:: Tâche courte 1 ::
Répondez à ces questions d'après le texte sur Visaginas :
(a) Combien d'habitants compte Visaginas ?
(b) En quelle année le gouvernement lituanien s'est-il engagé à fermer progressivement la centrale nucléaire ?
(c) Combien d'employés la centrale comptait-elle en 2000 ?
:: Tâche courte 2 ::
Les affirmations suivantes sont-elles conformes au texte sur Visaginas ? Répondez par oui ou non en citant les mots décisifs du texte.
(a) En 2000, la centrale d'Ignalina produisait 80 % de l'électricité consommée en Lituanie.
(b) La nouvelle centrale nucléaire sera construite par la Lituanie seule.
(c) Le 28 juin 2007, le Seimas a voté l'abandon du nucléaire civil en Lituanie.

:: Texte à lire ::
┄┄┄┄┄┄┄┄┄┄

L’énergie constitue le principal secteur industriel et la source essentielle de revenus de Visaginas, qui compte 29.500 habitants. La Lituanie vend son surplus d’énergie à ses voisins baltes ainsi qu’à la Biélorussie et à Kaliningrad. Au niveau intérieur, 80% de l’électricité consommée en Lituanie étaient produits par la centrale nucléaire d’Ignalina en 2000. La Lettonie dépend également pour une partie de ses besoins de la centrale lituanienne. En raison de cette spécialisation industrielle étroite, accompagnée seulement d’une diversification modeste dans le textile et l’industrie du meuble ainsi que d’un réseau naissant de PME, l’économie locale dépend des perspectives d’avenir de la centrale. En 1992 le gouvernement lituanien s’est engagé à fermer progressivement la centrale nucléaire selon un calendrier qui prévoyait la mise hors service du premier réacteur début 2005 et du second fin 2009. L’Union européenne en a fait une condition préalable à l’ouverture des négociations d’adhésion avec la Lituanie. Le Seimas (Parlement lituanien) a voté le 28 juin 2007 la reconduction du nucléaire civil en Lituanie. La construction d’une nouvelle centrale nucléaire à l’horizon 2015 sera mise en œuvre par un consortium réunissant les trois États baltes et la Pologne. Si les modalités du montage technique et financier restent à définir, le site d’Ignalina est d’emblée retenu en raison de ses capacités d’accueil, des infrastructures et de la main-d’œuvre déjà disponibles. Pour l’économie locale, l’échéance de 2010 plane cependant comme une menace, non seulement pour les 1.300 personnes qui seront alors licenciées par la centrale (qui comptait 5.100 employés en 2000, soit 38% de la population active locale) mais aussi pour les emplois induits et l’activité industrielle implantée à Visaginas, en général des entreprises hautement consommatrices d’énergie.

┄┄┄┄┄┄┄┄┄┄

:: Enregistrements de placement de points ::
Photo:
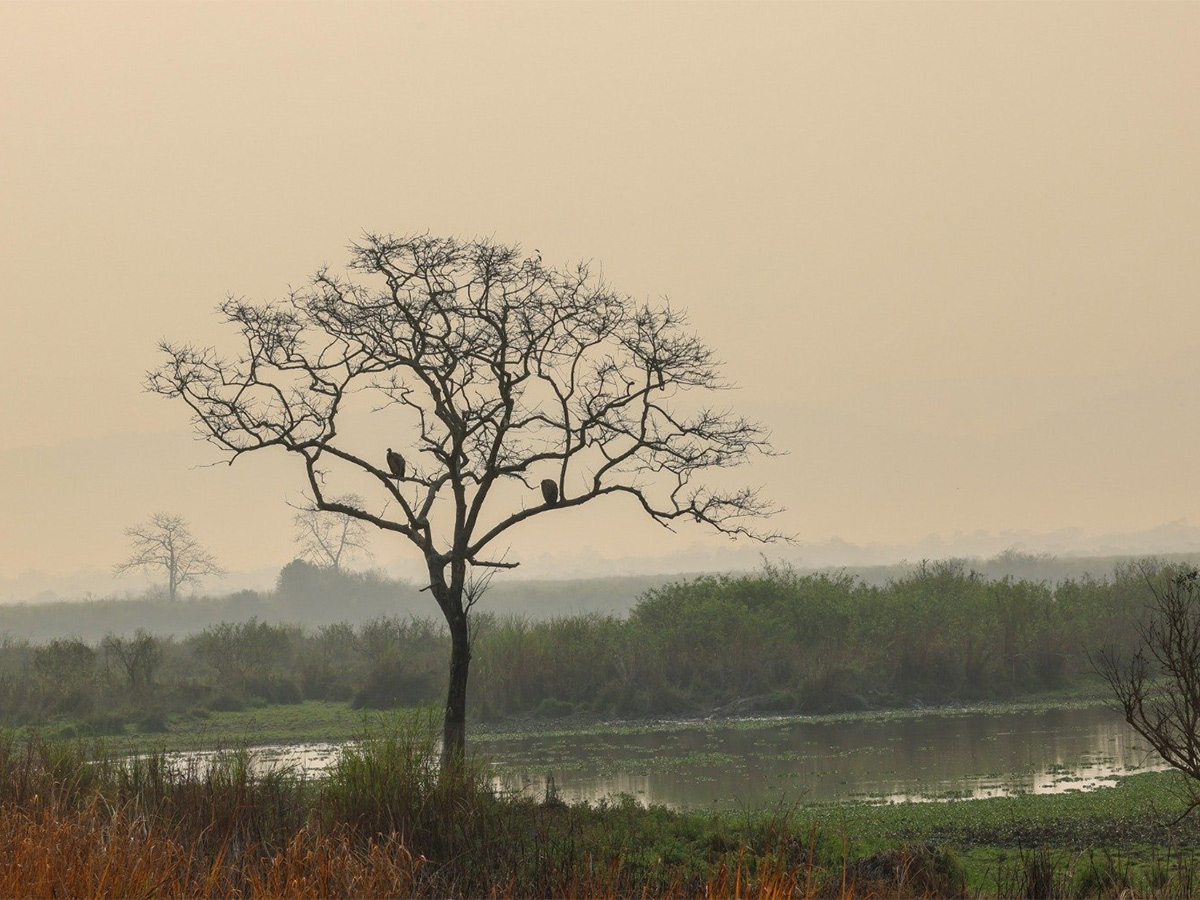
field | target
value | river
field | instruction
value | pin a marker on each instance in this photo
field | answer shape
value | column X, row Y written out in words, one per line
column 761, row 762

┄┄┄┄┄┄┄┄┄┄

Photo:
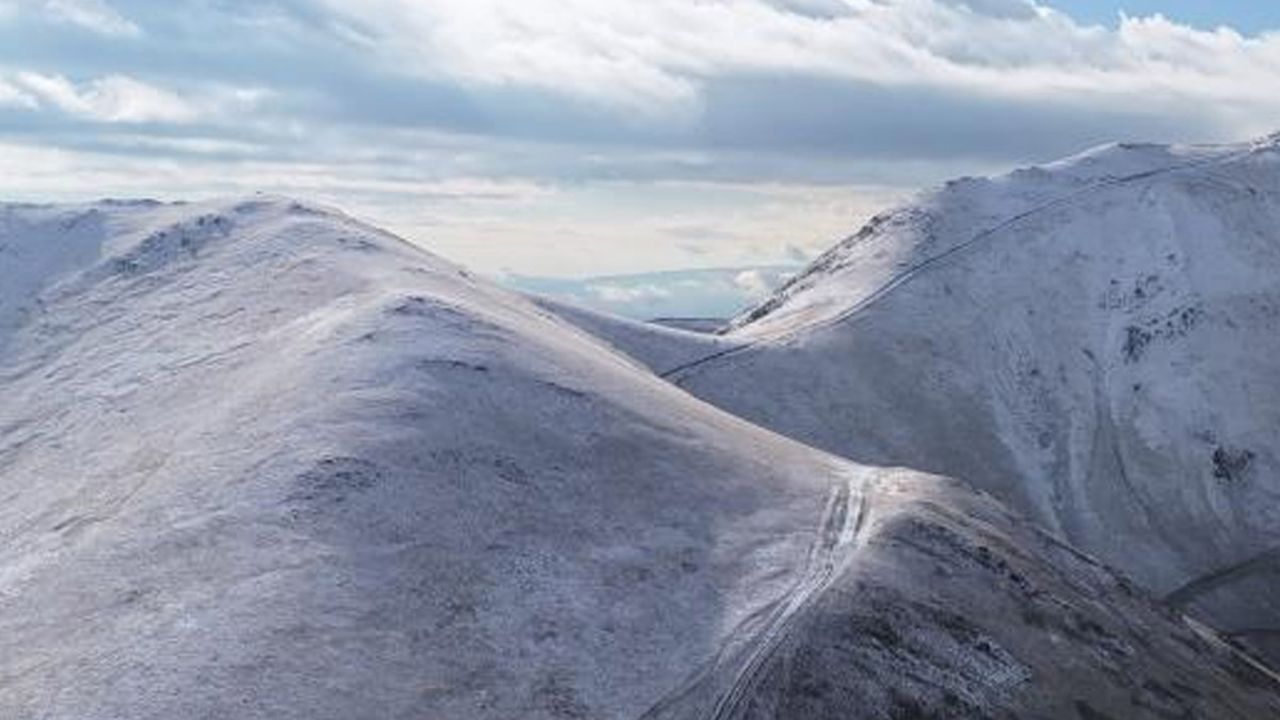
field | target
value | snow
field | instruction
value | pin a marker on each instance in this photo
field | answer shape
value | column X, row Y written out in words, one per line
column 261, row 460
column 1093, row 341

┄┄┄┄┄┄┄┄┄┄

:: Réponse écrite 1 ::
(a) 29.500 habitants.
(b) En 1992.
(c) 5.100 employés.

:: Réponse écrite 2 ::
(a) Oui : « 80% de l’électricité consommée en Lituanie étaient produits par la centrale nucléaire d’Ignalina en 2000 ».
(b) Non : « un consortium réunissant les trois États baltes et la Pologne ».
(c) Non : « a voté le 28 juin 2007 la reconduction du nucléaire civil en Lituanie ».